- **WHAT IS ASKED**:
Put the lines below into a JSON list of strings, one string per line, and leave out the blank lines.
##### RAW RECORDS #####
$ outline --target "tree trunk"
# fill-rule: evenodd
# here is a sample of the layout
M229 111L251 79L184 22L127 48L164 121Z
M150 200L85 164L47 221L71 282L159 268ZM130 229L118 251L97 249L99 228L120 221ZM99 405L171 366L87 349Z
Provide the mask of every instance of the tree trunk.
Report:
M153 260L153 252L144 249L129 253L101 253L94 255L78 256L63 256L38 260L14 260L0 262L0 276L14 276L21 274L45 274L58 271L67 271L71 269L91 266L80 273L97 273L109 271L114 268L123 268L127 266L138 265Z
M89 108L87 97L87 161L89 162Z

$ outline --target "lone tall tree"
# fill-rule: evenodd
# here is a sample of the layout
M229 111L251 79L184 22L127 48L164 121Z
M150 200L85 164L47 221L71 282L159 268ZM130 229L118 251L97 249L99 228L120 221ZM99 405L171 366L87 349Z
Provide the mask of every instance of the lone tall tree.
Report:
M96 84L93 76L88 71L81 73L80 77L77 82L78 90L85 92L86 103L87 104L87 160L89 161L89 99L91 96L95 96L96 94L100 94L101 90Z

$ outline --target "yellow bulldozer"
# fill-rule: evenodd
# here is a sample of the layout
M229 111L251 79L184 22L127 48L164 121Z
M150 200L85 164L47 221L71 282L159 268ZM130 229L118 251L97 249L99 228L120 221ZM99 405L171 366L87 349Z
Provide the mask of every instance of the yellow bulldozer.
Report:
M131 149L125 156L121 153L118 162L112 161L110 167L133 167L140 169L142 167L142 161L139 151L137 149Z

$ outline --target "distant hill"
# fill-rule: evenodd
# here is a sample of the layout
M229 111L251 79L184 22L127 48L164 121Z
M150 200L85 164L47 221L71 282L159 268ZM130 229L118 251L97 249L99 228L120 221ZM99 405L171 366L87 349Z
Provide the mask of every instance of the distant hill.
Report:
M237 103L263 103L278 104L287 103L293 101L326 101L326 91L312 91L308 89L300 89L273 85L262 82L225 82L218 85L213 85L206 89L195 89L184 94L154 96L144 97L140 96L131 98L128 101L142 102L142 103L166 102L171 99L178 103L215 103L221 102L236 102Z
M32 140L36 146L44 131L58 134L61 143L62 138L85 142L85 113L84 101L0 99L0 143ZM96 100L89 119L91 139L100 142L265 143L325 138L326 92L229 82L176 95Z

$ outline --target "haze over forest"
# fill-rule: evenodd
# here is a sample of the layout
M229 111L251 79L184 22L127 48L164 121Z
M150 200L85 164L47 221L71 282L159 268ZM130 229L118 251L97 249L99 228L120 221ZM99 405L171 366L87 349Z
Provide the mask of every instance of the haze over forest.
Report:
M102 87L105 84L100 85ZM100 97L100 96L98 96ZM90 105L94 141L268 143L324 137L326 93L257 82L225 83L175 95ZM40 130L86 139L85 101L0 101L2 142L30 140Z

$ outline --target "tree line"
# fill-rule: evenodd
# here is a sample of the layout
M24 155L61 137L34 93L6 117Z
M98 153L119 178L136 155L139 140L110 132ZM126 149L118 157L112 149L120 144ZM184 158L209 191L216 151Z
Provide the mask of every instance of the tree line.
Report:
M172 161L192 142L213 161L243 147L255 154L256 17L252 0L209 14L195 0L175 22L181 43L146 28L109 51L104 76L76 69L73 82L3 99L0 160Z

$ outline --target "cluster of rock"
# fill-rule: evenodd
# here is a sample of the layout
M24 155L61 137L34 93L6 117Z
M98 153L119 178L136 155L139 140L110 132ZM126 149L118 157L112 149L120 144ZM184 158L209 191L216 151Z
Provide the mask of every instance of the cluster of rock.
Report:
#####
- **RIGHT ANSWER**:
[
  "$ outline --target \"tree trunk\"",
  "# fill-rule: evenodd",
  "# here is a sample of the layout",
  "M229 111L251 79L184 22L127 48L164 121Z",
  "M150 200L85 164L47 221L71 282L159 268ZM130 229L118 251L97 249L99 228L120 221ZM99 405L171 366L87 349Z",
  "Provide the mask of every instance of the tree trunk.",
  "Report:",
  "M153 260L153 252L144 249L129 253L101 253L94 255L78 256L63 256L38 260L14 260L0 262L0 276L14 276L21 274L45 274L58 271L67 271L71 269L91 266L80 273L97 273L109 271L114 268L123 268L127 266L138 265Z",
  "M89 108L87 97L87 161L89 162Z",
  "$ outline --target \"lone tall tree\"",
  "# fill-rule: evenodd",
  "# here is a sample of the layout",
  "M229 111L251 79L184 22L127 48L164 121Z",
  "M150 200L85 164L47 221L71 282L159 268ZM130 229L118 251L97 249L99 228L120 221ZM99 405L171 366L87 349Z",
  "Provide the mask of every instance of the lone tall tree.",
  "Report:",
  "M96 84L93 76L88 71L81 73L80 77L77 82L78 90L85 92L86 103L87 104L87 160L89 161L89 99L91 96L95 96L96 94L100 94L101 90Z",
  "$ outline --target \"yellow bulldozer\"",
  "# fill-rule: evenodd",
  "# here is a sample of the layout",
  "M229 111L251 79L184 22L127 48L164 121Z",
  "M150 200L85 164L47 221L71 282L159 268ZM130 229L118 251L97 249L99 228L120 221ZM99 405L171 366L87 349Z",
  "Provide the mask of every instance of the yellow bulldozer.",
  "Report:",
  "M131 149L125 156L121 153L118 162L112 161L110 167L133 167L140 169L142 167L142 161L139 151L137 149Z",
  "$ outline --target \"distant hill\"",
  "# fill-rule: evenodd",
  "# here is a sample of the layout",
  "M229 111L251 79L184 22L127 48L164 121Z",
  "M150 200L85 164L47 221L71 282L159 268ZM130 229L118 251L97 249L99 228L120 221ZM99 405L171 366L87 349Z",
  "Provide the mask of every instance of the distant hill.",
  "Report:",
  "M237 103L263 103L278 104L287 103L293 101L326 101L326 91L312 91L308 89L300 89L273 85L262 82L225 82L218 85L213 85L206 89L195 89L184 94L154 96L144 97L140 96L131 98L128 101L142 102L142 103L166 102L171 99L178 103L215 103L221 102L236 102Z",
  "M32 140L36 146L44 131L58 134L61 143L62 138L85 142L85 113L84 101L0 99L0 143ZM96 100L89 119L91 139L100 142L265 143L325 138L326 92L229 82L176 95Z",
  "$ outline --target \"haze over forest\"",
  "# fill-rule: evenodd",
  "# here is a sample of the layout",
  "M229 111L251 79L184 22L127 48L164 121Z",
  "M150 200L85 164L47 221L71 282L159 268ZM130 229L118 251L97 249L99 228L120 221ZM99 405L171 366L87 349Z",
  "Provide the mask of every instance of the haze over forest.",
  "Report:",
  "M102 87L105 84L100 85ZM100 97L100 96L98 96ZM90 105L94 141L268 143L324 137L326 93L257 82L225 83L175 95ZM40 130L86 139L85 101L0 101L2 142L30 140Z",
  "$ outline --target \"tree line\"",
  "# fill-rule: evenodd",
  "# here is a sample of the layout",
  "M24 155L61 137L34 93L6 117Z",
  "M98 153L119 178L136 155L139 140L110 132ZM126 149L118 157L112 149L120 144ZM184 158L209 191L216 151Z",
  "Provide the mask of every instance of the tree line.",
  "Report:",
  "M172 161L192 142L213 161L243 147L255 154L256 17L252 0L209 14L195 0L175 22L181 43L146 28L109 51L104 76L76 69L73 82L3 99L0 160Z",
  "$ outline --target \"cluster of rock\"",
  "# fill-rule: evenodd",
  "# here is a sample of the layout",
  "M24 155L61 137L34 93L6 117Z",
  "M98 153L119 178L136 155L139 140L110 132ZM126 149L118 157L112 149L120 144ZM184 158L209 191L216 151Z",
  "Provide the mask of every instance of the cluster of rock.",
  "Report:"
]